領域輪郭の記録:

═══

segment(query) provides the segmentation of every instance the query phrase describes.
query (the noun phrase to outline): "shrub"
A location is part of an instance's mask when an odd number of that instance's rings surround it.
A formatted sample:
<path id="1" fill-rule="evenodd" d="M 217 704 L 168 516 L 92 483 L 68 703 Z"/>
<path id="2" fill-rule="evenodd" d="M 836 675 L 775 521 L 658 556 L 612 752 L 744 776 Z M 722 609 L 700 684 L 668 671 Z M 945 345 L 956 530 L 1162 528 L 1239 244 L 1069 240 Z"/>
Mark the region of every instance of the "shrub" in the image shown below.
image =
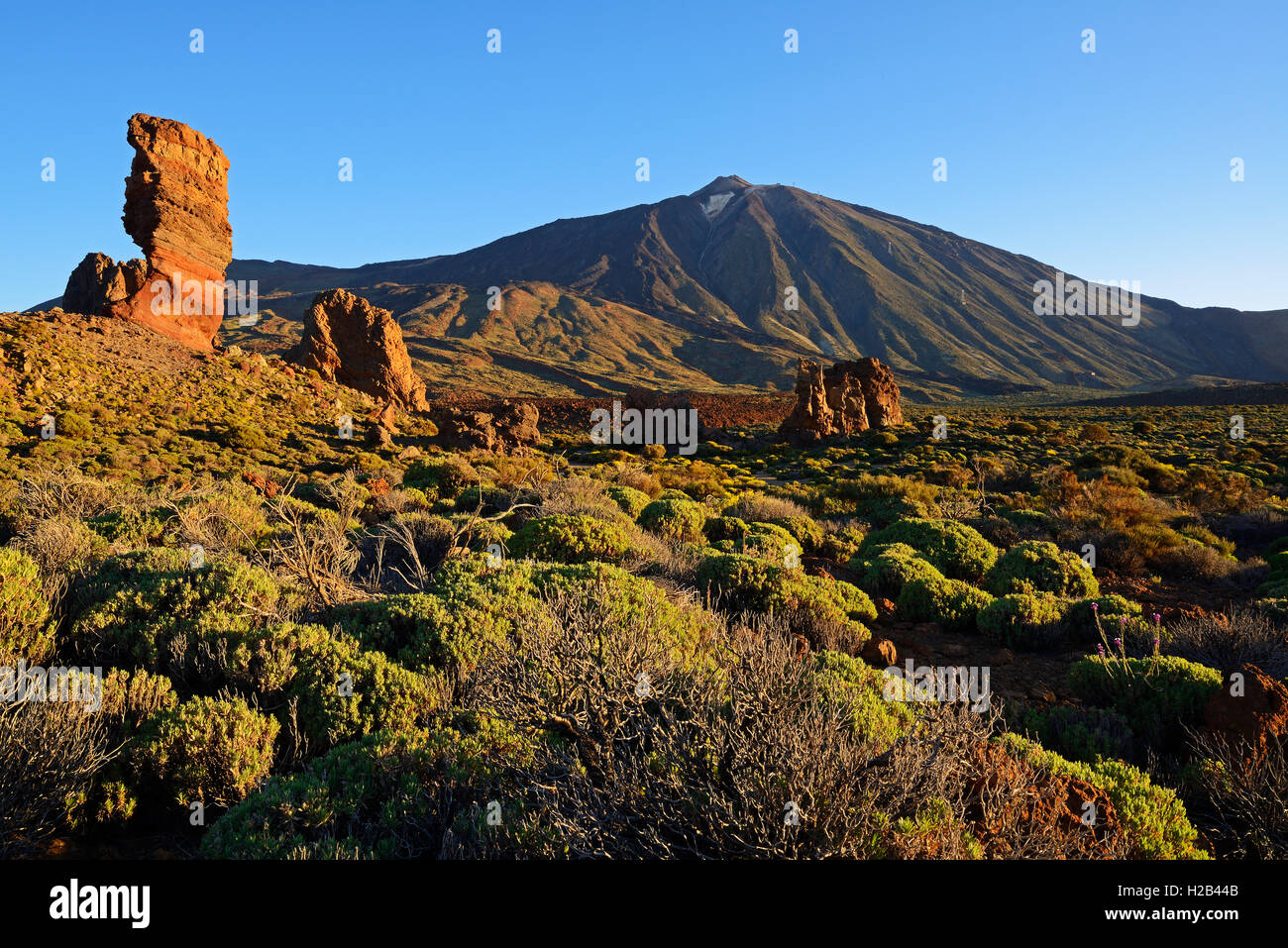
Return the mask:
<path id="1" fill-rule="evenodd" d="M 801 553 L 810 556 L 818 555 L 823 542 L 824 531 L 813 518 L 809 517 L 774 517 L 760 523 L 779 527 L 790 533 L 800 545 Z"/>
<path id="2" fill-rule="evenodd" d="M 650 501 L 640 511 L 639 523 L 644 529 L 666 540 L 696 544 L 702 540 L 706 509 L 688 497 L 667 497 Z"/>
<path id="3" fill-rule="evenodd" d="M 287 692 L 296 702 L 307 752 L 377 730 L 412 730 L 434 706 L 430 683 L 346 635 L 303 652 Z"/>
<path id="4" fill-rule="evenodd" d="M 909 622 L 938 622 L 953 632 L 974 631 L 979 611 L 993 596 L 961 580 L 912 580 L 899 592 L 899 616 Z"/>
<path id="5" fill-rule="evenodd" d="M 649 504 L 649 496 L 644 491 L 636 491 L 634 487 L 627 487 L 626 484 L 612 484 L 607 488 L 605 493 L 632 520 L 639 519 L 640 513 Z"/>
<path id="6" fill-rule="evenodd" d="M 898 520 L 869 533 L 860 553 L 886 544 L 907 544 L 951 580 L 978 581 L 997 560 L 996 546 L 956 520 Z"/>
<path id="7" fill-rule="evenodd" d="M 1288 678 L 1288 630 L 1252 609 L 1185 616 L 1168 632 L 1167 650 L 1188 661 L 1217 671 L 1256 665 L 1271 678 Z"/>
<path id="8" fill-rule="evenodd" d="M 1176 656 L 1083 658 L 1069 668 L 1069 687 L 1088 705 L 1112 707 L 1149 741 L 1179 737 L 1197 724 L 1221 688 L 1221 672 Z"/>
<path id="9" fill-rule="evenodd" d="M 450 453 L 412 462 L 403 473 L 403 487 L 415 487 L 442 500 L 456 500 L 479 484 L 478 470 L 460 455 Z"/>
<path id="10" fill-rule="evenodd" d="M 863 621 L 877 611 L 848 582 L 806 576 L 755 556 L 717 554 L 698 567 L 698 587 L 729 612 L 782 613 L 792 631 L 819 645 L 840 639 L 851 648 L 868 640 Z"/>
<path id="11" fill-rule="evenodd" d="M 630 540 L 617 524 L 565 514 L 528 520 L 510 540 L 516 556 L 555 563 L 618 563 L 629 549 Z"/>
<path id="12" fill-rule="evenodd" d="M 818 541 L 814 554 L 836 563 L 846 563 L 863 546 L 863 531 L 854 526 L 829 528 Z"/>
<path id="13" fill-rule="evenodd" d="M 849 708 L 857 738 L 872 747 L 889 747 L 908 730 L 912 708 L 885 699 L 881 671 L 854 656 L 826 649 L 814 654 L 814 667 L 824 694 Z"/>
<path id="14" fill-rule="evenodd" d="M 1131 654 L 1153 654 L 1154 638 L 1167 640 L 1167 630 L 1141 616 L 1140 603 L 1119 595 L 1092 596 L 1070 603 L 1065 631 L 1072 641 L 1106 644 L 1122 639 Z"/>
<path id="15" fill-rule="evenodd" d="M 222 653 L 272 620 L 279 590 L 258 567 L 219 559 L 192 569 L 189 562 L 187 550 L 171 549 L 106 560 L 72 622 L 73 644 L 175 680 L 218 681 Z"/>
<path id="16" fill-rule="evenodd" d="M 859 573 L 859 586 L 871 595 L 894 599 L 913 580 L 944 578 L 907 544 L 891 544 L 873 553 L 868 559 L 850 560 L 850 569 Z"/>
<path id="17" fill-rule="evenodd" d="M 109 759 L 103 720 L 68 701 L 0 701 L 0 858 L 32 855 Z"/>
<path id="18" fill-rule="evenodd" d="M 1233 859 L 1288 858 L 1288 748 L 1249 755 L 1242 741 L 1199 732 L 1184 772 L 1203 833 Z"/>
<path id="19" fill-rule="evenodd" d="M 1198 830 L 1190 823 L 1185 805 L 1173 791 L 1155 786 L 1144 772 L 1121 760 L 1073 763 L 1018 734 L 1007 734 L 1005 742 L 1021 760 L 1055 774 L 1086 781 L 1104 791 L 1126 831 L 1132 858 L 1209 858 L 1195 845 Z"/>
<path id="20" fill-rule="evenodd" d="M 984 587 L 999 596 L 1007 592 L 1100 594 L 1100 583 L 1081 556 L 1045 540 L 1025 540 L 1003 553 L 984 577 Z"/>
<path id="21" fill-rule="evenodd" d="M 115 719 L 124 737 L 142 728 L 153 715 L 170 711 L 179 703 L 170 679 L 143 668 L 112 668 L 103 678 L 104 717 Z"/>
<path id="22" fill-rule="evenodd" d="M 201 853 L 207 859 L 437 858 L 448 831 L 468 830 L 480 797 L 474 787 L 507 759 L 522 757 L 526 746 L 514 729 L 495 723 L 473 733 L 372 734 L 300 774 L 270 779 L 210 827 Z"/>
<path id="23" fill-rule="evenodd" d="M 1020 706 L 1007 708 L 1007 726 L 1073 760 L 1094 763 L 1097 757 L 1126 759 L 1135 754 L 1131 724 L 1113 708 Z"/>
<path id="24" fill-rule="evenodd" d="M 166 532 L 165 511 L 155 507 L 121 507 L 99 514 L 88 524 L 98 536 L 125 549 L 158 544 Z"/>
<path id="25" fill-rule="evenodd" d="M 507 565 L 507 573 L 518 564 Z M 459 685 L 487 650 L 514 630 L 515 617 L 540 603 L 531 582 L 511 585 L 504 594 L 482 573 L 450 564 L 434 577 L 434 592 L 386 596 L 371 603 L 344 605 L 331 618 L 358 639 L 365 649 L 377 649 L 406 667 L 440 672 Z"/>
<path id="26" fill-rule="evenodd" d="M 887 474 L 860 474 L 829 484 L 814 501 L 826 517 L 857 517 L 873 524 L 935 513 L 935 488 Z"/>
<path id="27" fill-rule="evenodd" d="M 49 604 L 36 562 L 18 550 L 0 547 L 0 657 L 36 663 L 53 648 Z"/>
<path id="28" fill-rule="evenodd" d="M 174 800 L 229 806 L 273 766 L 278 723 L 241 698 L 193 698 L 157 715 L 138 764 L 161 779 Z"/>
<path id="29" fill-rule="evenodd" d="M 228 680 L 265 698 L 281 696 L 295 680 L 303 654 L 331 638 L 319 625 L 281 622 L 237 641 L 228 652 Z"/>
<path id="30" fill-rule="evenodd" d="M 979 630 L 1010 648 L 1050 648 L 1064 635 L 1065 604 L 1050 592 L 1011 592 L 979 612 Z"/>

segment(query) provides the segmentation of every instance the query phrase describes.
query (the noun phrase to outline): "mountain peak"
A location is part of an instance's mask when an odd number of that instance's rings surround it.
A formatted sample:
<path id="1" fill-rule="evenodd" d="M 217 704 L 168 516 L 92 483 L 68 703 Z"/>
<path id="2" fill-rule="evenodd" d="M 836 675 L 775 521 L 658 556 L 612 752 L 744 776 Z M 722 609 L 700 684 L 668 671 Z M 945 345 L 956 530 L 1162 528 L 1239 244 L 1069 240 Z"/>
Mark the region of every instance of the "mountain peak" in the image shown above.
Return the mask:
<path id="1" fill-rule="evenodd" d="M 707 187 L 694 191 L 690 197 L 701 200 L 703 197 L 710 197 L 711 194 L 746 191 L 750 187 L 752 187 L 751 182 L 743 180 L 735 174 L 726 174 L 716 178 Z"/>

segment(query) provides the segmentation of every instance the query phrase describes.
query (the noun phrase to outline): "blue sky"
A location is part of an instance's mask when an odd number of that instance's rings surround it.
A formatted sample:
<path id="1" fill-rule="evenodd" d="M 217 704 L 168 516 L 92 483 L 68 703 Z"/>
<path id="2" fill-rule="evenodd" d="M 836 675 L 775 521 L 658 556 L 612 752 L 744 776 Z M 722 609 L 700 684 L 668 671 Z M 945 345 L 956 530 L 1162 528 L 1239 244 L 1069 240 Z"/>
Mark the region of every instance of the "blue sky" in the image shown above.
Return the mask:
<path id="1" fill-rule="evenodd" d="M 455 252 L 739 174 L 1188 305 L 1283 308 L 1285 10 L 10 4 L 0 309 L 57 296 L 88 251 L 139 255 L 120 220 L 134 112 L 184 121 L 228 153 L 237 258 L 348 267 Z M 500 54 L 486 52 L 489 28 Z M 1086 28 L 1095 53 L 1081 52 Z M 353 182 L 337 180 L 341 157 Z M 947 182 L 931 180 L 936 157 Z"/>

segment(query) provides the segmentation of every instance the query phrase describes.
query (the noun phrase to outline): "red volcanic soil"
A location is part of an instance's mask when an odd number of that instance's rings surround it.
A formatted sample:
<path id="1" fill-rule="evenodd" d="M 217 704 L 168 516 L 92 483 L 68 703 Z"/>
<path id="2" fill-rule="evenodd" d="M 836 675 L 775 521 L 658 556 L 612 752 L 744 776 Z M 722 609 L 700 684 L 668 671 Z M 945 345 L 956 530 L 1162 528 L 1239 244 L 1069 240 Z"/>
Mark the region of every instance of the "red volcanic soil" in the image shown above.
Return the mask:
<path id="1" fill-rule="evenodd" d="M 787 417 L 796 402 L 792 393 L 764 395 L 716 394 L 685 392 L 689 404 L 698 411 L 705 428 L 744 428 L 778 424 Z M 430 411 L 437 407 L 491 410 L 502 399 L 473 392 L 433 392 Z M 574 431 L 590 426 L 590 413 L 596 408 L 612 410 L 612 398 L 513 398 L 513 402 L 535 404 L 541 412 L 542 431 Z M 621 399 L 625 403 L 625 399 Z"/>

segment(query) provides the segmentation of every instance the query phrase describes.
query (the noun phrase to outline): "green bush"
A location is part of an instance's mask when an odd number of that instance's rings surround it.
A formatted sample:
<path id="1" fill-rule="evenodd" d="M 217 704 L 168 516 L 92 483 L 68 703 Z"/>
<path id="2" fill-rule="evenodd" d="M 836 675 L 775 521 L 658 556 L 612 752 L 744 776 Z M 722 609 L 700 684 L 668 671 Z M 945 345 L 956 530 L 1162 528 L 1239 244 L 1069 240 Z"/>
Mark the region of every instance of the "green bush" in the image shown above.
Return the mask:
<path id="1" fill-rule="evenodd" d="M 434 707 L 424 675 L 346 635 L 300 653 L 287 696 L 313 754 L 377 730 L 410 732 Z"/>
<path id="2" fill-rule="evenodd" d="M 1166 644 L 1171 635 L 1167 629 L 1144 618 L 1141 612 L 1140 603 L 1119 595 L 1092 596 L 1069 604 L 1065 629 L 1073 641 L 1100 643 L 1101 634 L 1096 629 L 1099 617 L 1100 629 L 1104 630 L 1108 641 L 1122 639 L 1128 649 L 1153 653 L 1154 636 Z"/>
<path id="3" fill-rule="evenodd" d="M 301 656 L 330 638 L 319 625 L 295 622 L 251 632 L 229 648 L 228 680 L 249 693 L 276 698 L 295 680 Z"/>
<path id="4" fill-rule="evenodd" d="M 1179 738 L 1180 728 L 1202 720 L 1203 707 L 1221 689 L 1221 672 L 1177 656 L 1091 656 L 1069 668 L 1069 687 L 1088 705 L 1122 712 L 1141 737 L 1159 741 Z"/>
<path id="5" fill-rule="evenodd" d="M 166 515 L 148 507 L 122 507 L 89 519 L 89 528 L 104 540 L 128 549 L 160 544 L 166 533 Z M 120 547 L 117 547 L 120 549 Z"/>
<path id="6" fill-rule="evenodd" d="M 1009 706 L 1006 712 L 1011 730 L 1028 733 L 1043 747 L 1073 760 L 1095 763 L 1097 757 L 1124 759 L 1135 754 L 1131 724 L 1113 708 Z"/>
<path id="7" fill-rule="evenodd" d="M 854 656 L 820 650 L 814 654 L 823 693 L 848 699 L 854 733 L 875 751 L 885 751 L 908 730 L 912 707 L 902 701 L 886 701 L 885 679 Z"/>
<path id="8" fill-rule="evenodd" d="M 520 569 L 509 564 L 506 573 Z M 434 592 L 385 596 L 331 611 L 331 620 L 365 649 L 384 652 L 406 667 L 459 685 L 488 649 L 504 641 L 520 614 L 540 608 L 531 582 L 498 594 L 482 572 L 448 563 L 434 577 Z"/>
<path id="9" fill-rule="evenodd" d="M 1208 859 L 1195 842 L 1198 830 L 1185 813 L 1185 804 L 1149 775 L 1121 760 L 1101 759 L 1075 764 L 1043 750 L 1018 734 L 1005 737 L 1007 750 L 1025 763 L 1055 774 L 1073 777 L 1104 791 L 1126 833 L 1135 859 Z"/>
<path id="10" fill-rule="evenodd" d="M 1050 648 L 1064 636 L 1065 608 L 1050 592 L 1011 592 L 980 609 L 979 630 L 1010 648 Z"/>
<path id="11" fill-rule="evenodd" d="M 859 553 L 887 544 L 907 544 L 951 580 L 978 581 L 997 560 L 996 546 L 979 531 L 956 520 L 896 520 L 869 533 Z"/>
<path id="12" fill-rule="evenodd" d="M 531 757 L 510 728 L 478 723 L 372 734 L 330 751 L 299 774 L 276 777 L 233 806 L 201 841 L 207 859 L 437 858 L 444 833 L 474 823 L 507 760 Z M 518 823 L 506 814 L 506 823 Z"/>
<path id="13" fill-rule="evenodd" d="M 809 517 L 774 517 L 766 526 L 779 527 L 800 545 L 801 553 L 809 556 L 819 555 L 826 532 Z"/>
<path id="14" fill-rule="evenodd" d="M 632 520 L 638 520 L 640 513 L 649 505 L 649 496 L 644 491 L 626 484 L 611 484 L 604 492 Z"/>
<path id="15" fill-rule="evenodd" d="M 848 563 L 860 546 L 863 546 L 863 531 L 846 526 L 823 533 L 823 538 L 814 547 L 814 555 L 836 563 Z"/>
<path id="16" fill-rule="evenodd" d="M 155 719 L 139 766 L 161 779 L 182 806 L 229 806 L 273 766 L 278 723 L 241 698 L 193 698 Z"/>
<path id="17" fill-rule="evenodd" d="M 1100 583 L 1081 556 L 1046 540 L 1025 540 L 1003 553 L 984 587 L 993 595 L 1007 592 L 1054 592 L 1057 596 L 1095 596 Z"/>
<path id="18" fill-rule="evenodd" d="M 556 514 L 523 524 L 510 540 L 510 553 L 553 563 L 618 563 L 630 545 L 616 523 Z"/>
<path id="19" fill-rule="evenodd" d="M 460 455 L 442 455 L 413 461 L 403 473 L 403 487 L 413 487 L 440 500 L 456 500 L 482 478 Z"/>
<path id="20" fill-rule="evenodd" d="M 887 524 L 908 517 L 929 517 L 935 510 L 935 488 L 886 474 L 860 474 L 828 484 L 813 506 L 822 517 L 857 517 Z"/>
<path id="21" fill-rule="evenodd" d="M 859 573 L 859 586 L 871 595 L 894 599 L 913 580 L 945 578 L 907 544 L 891 544 L 872 553 L 867 559 L 850 560 L 850 569 Z"/>
<path id="22" fill-rule="evenodd" d="M 697 582 L 728 612 L 786 613 L 793 629 L 811 639 L 823 625 L 833 625 L 862 645 L 871 635 L 863 622 L 877 614 L 867 594 L 848 582 L 742 554 L 708 556 L 698 565 Z"/>
<path id="23" fill-rule="evenodd" d="M 281 591 L 258 567 L 218 559 L 192 569 L 189 562 L 187 550 L 174 549 L 106 560 L 72 622 L 77 650 L 176 680 L 216 681 L 223 670 L 213 656 L 267 626 Z"/>
<path id="24" fill-rule="evenodd" d="M 0 547 L 0 657 L 44 661 L 54 648 L 49 604 L 36 562 Z"/>
<path id="25" fill-rule="evenodd" d="M 909 622 L 938 622 L 948 631 L 974 631 L 980 609 L 993 602 L 984 590 L 962 580 L 912 580 L 899 592 L 899 617 Z"/>
<path id="26" fill-rule="evenodd" d="M 701 504 L 687 496 L 662 497 L 649 502 L 640 511 L 640 526 L 659 537 L 681 542 L 697 544 L 702 540 L 702 526 L 707 511 Z"/>

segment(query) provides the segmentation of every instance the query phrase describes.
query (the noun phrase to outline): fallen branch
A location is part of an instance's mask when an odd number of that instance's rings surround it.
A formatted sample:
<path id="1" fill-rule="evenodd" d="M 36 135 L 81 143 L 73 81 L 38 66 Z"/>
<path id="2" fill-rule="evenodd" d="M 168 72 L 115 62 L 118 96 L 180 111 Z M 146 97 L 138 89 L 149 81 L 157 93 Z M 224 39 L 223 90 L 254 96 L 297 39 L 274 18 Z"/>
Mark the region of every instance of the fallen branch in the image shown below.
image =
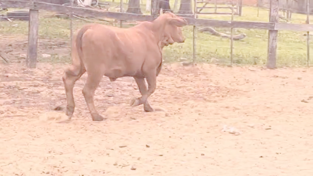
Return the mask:
<path id="1" fill-rule="evenodd" d="M 88 22 L 90 22 L 90 23 L 95 23 L 94 21 L 91 21 L 91 20 L 88 20 L 88 19 L 84 19 L 84 18 L 81 18 L 80 17 L 78 17 L 77 16 L 76 16 L 76 15 L 73 15 L 73 17 L 75 17 L 75 18 L 78 18 L 78 19 L 81 19 L 82 20 L 84 20 L 84 21 L 88 21 Z M 105 19 L 99 19 L 99 18 L 97 18 L 97 19 L 98 19 L 98 20 L 101 20 L 101 21 L 106 21 L 107 22 L 108 22 L 109 23 L 111 23 L 111 24 L 113 24 L 113 22 L 112 22 L 110 21 L 109 21 L 107 20 L 105 20 Z"/>
<path id="2" fill-rule="evenodd" d="M 199 29 L 199 31 L 201 32 L 204 31 L 208 31 L 212 34 L 213 35 L 216 35 L 219 36 L 224 38 L 228 38 L 231 39 L 231 36 L 230 35 L 219 32 L 216 31 L 215 29 L 211 27 L 205 27 L 200 29 Z M 238 35 L 233 36 L 233 38 L 235 40 L 242 39 L 246 37 L 246 34 L 242 34 Z"/>

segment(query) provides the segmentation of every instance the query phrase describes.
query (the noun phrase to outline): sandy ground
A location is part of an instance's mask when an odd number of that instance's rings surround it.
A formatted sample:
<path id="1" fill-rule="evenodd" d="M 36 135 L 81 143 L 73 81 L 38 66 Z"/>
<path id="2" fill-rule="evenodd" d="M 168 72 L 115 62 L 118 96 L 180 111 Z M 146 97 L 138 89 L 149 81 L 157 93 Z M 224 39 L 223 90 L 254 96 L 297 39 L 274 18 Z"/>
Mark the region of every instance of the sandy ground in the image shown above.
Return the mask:
<path id="1" fill-rule="evenodd" d="M 313 174 L 313 69 L 165 65 L 149 100 L 167 111 L 153 113 L 129 106 L 140 95 L 132 78 L 114 91 L 104 77 L 100 122 L 81 93 L 85 75 L 64 123 L 53 109 L 65 106 L 66 65 L 37 66 L 0 65 L 0 175 Z"/>

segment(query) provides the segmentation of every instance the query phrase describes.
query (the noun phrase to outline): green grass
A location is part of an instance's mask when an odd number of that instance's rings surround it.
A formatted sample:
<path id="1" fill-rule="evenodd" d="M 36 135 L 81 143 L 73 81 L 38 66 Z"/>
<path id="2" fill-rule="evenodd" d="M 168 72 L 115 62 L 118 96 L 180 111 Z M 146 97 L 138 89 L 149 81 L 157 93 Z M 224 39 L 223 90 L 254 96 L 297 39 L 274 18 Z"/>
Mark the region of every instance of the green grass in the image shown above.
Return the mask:
<path id="1" fill-rule="evenodd" d="M 172 8 L 174 1 L 171 1 L 171 7 Z M 126 3 L 126 0 L 124 2 Z M 144 2 L 144 3 L 145 2 Z M 112 6 L 119 4 L 119 1 L 115 1 L 111 3 Z M 125 9 L 127 9 L 125 5 Z M 145 4 L 141 5 L 141 11 L 145 14 L 150 13 L 145 12 Z M 12 10 L 13 9 L 9 9 Z M 227 11 L 229 10 L 219 10 L 219 11 Z M 177 10 L 176 10 L 177 11 Z M 243 8 L 243 14 L 241 17 L 235 16 L 234 20 L 259 22 L 268 21 L 268 11 L 260 9 L 259 16 L 257 16 L 257 9 L 252 7 Z M 282 13 L 282 12 L 280 12 Z M 51 13 L 44 11 L 40 11 L 40 24 L 39 31 L 40 38 L 51 39 L 62 39 L 69 42 L 70 38 L 70 23 L 68 19 L 56 18 L 46 18 L 45 15 Z M 230 20 L 229 15 L 210 15 L 199 16 L 199 18 L 206 18 Z M 293 14 L 292 23 L 304 23 L 306 19 L 305 15 Z M 312 18 L 310 18 L 312 19 Z M 110 25 L 109 23 L 104 23 L 95 19 L 89 19 L 95 22 L 101 23 Z M 313 22 L 313 20 L 311 22 Z M 284 22 L 282 22 L 282 23 Z M 73 24 L 74 30 L 79 28 L 84 24 L 88 22 L 75 18 Z M 13 26 L 17 24 L 17 26 Z M 119 23 L 115 25 L 119 26 Z M 130 26 L 124 24 L 123 27 Z M 13 22 L 2 21 L 0 22 L 0 34 L 2 35 L 9 34 L 24 34 L 28 33 L 28 23 L 25 21 L 14 21 Z M 230 34 L 230 29 L 216 28 L 219 32 Z M 187 38 L 184 43 L 177 44 L 165 47 L 163 50 L 163 59 L 166 62 L 175 61 L 183 58 L 189 60 L 192 58 L 192 27 L 188 26 L 183 28 L 183 33 Z M 233 42 L 233 59 L 234 62 L 242 65 L 256 64 L 264 65 L 266 64 L 267 57 L 268 32 L 266 30 L 254 29 L 234 29 L 234 34 L 242 33 L 245 34 L 247 37 L 243 39 L 234 41 Z M 282 66 L 304 66 L 306 64 L 306 37 L 303 36 L 304 32 L 289 31 L 279 32 L 277 47 L 277 63 L 279 67 Z M 222 64 L 230 63 L 230 40 L 228 39 L 212 35 L 209 34 L 197 32 L 196 34 L 196 61 L 197 62 L 209 62 L 212 58 L 218 60 L 218 62 Z M 311 44 L 311 45 L 312 46 Z M 311 52 L 312 53 L 312 52 Z M 54 62 L 70 61 L 69 54 L 68 56 L 61 58 L 57 55 L 53 55 L 53 59 L 47 60 L 39 58 L 41 61 Z M 310 57 L 313 56 L 311 54 Z"/>

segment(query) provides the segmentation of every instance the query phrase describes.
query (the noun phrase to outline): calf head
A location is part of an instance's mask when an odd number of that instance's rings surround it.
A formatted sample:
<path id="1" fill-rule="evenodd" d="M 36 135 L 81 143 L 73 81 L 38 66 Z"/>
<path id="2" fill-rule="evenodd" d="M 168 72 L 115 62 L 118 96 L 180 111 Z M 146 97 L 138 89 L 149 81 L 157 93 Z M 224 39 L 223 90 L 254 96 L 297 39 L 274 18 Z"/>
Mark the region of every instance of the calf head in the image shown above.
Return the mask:
<path id="1" fill-rule="evenodd" d="M 161 42 L 162 46 L 172 44 L 175 42 L 183 43 L 186 38 L 183 35 L 181 28 L 188 24 L 186 19 L 169 12 L 164 13 L 160 11 L 160 16 L 165 21 L 164 33 Z"/>

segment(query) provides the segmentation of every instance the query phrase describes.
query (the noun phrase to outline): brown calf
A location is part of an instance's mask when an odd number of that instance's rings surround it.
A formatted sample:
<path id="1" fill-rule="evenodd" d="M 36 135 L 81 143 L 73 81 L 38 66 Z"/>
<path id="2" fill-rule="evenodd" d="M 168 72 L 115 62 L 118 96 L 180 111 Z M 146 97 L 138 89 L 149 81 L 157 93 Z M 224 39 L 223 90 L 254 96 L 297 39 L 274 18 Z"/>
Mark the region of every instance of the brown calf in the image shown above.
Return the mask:
<path id="1" fill-rule="evenodd" d="M 185 38 L 180 28 L 187 24 L 184 18 L 168 12 L 152 22 L 143 22 L 128 28 L 97 24 L 83 26 L 73 38 L 72 64 L 62 77 L 69 119 L 75 108 L 74 85 L 86 72 L 88 76 L 83 93 L 93 120 L 104 119 L 96 109 L 93 98 L 103 75 L 111 81 L 124 76 L 133 77 L 141 96 L 133 100 L 131 106 L 143 104 L 145 111 L 153 111 L 147 98 L 156 87 L 162 49 L 174 42 L 183 42 Z"/>

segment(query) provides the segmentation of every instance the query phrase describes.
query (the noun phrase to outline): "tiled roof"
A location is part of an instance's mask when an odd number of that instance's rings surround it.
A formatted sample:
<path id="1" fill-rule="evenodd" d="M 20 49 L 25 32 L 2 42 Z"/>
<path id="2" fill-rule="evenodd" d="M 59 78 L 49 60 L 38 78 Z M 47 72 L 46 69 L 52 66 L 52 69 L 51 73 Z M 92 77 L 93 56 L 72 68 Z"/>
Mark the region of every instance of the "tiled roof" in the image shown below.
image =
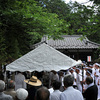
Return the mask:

═══

> **課題の目的**
上の記録のうち、文字列「roof」を含む行がいくつあるか数え、その数だけを答えてください。

> **演習の結果**
2